* [Metin alıntısı]
Ana Sayfa Kürtçe Müzik Tara Mamedova ve ikinci albümü: “Live Studio Session”

Tara Mamedova ve ikinci albümü: “Live Studio Session” [2019]

Tara Mamedova, ilk albümü Ax’tan 5 yıl sonra çıkardığı “Live Studio Session”  adlı çalışması 7 eserden oluşuyor. Etnik caz ağırlıklı olan albümde iki parçanın söz ve müzikleri sanatçıya ait. Mamedova, albümünde Kürtçe, Rusça ve Fransızca şarkılar seslendiriyor.

* [Verilen görev]
Tara Mamedova'nın albümünü anlatan metinde "Ana Sayfa Kürtçe" ifadesinden "Fransızca şarkılar seslendiriyor." ifadesine kadar uzanan bölümü hiçbir değişiklik yapmadan yeniden yazın.

* [Veri içeriği]
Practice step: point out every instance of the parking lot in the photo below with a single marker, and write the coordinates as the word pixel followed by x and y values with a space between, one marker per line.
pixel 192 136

* [Nihai sonuç]
Ana Sayfa Kürtçe Müzik Tara Mamedova ve ikinci albümü: “Live Studio Session”

Tara Mamedova ve ikinci albümü: “Live Studio Session” [2019]

Tara Mamedova, ilk albümü Ax’tan 5 yıl sonra çıkardığı “Live Studio Session”  adlı çalışması 7 eserden oluşuyor. Etnik caz ağırlıklı olan albümde iki parçanın söz ve müzikleri sanatçıya ait. Mamedova, albümünde Kürtçe, Rusça ve Fransızca şarkılar seslendiriyor.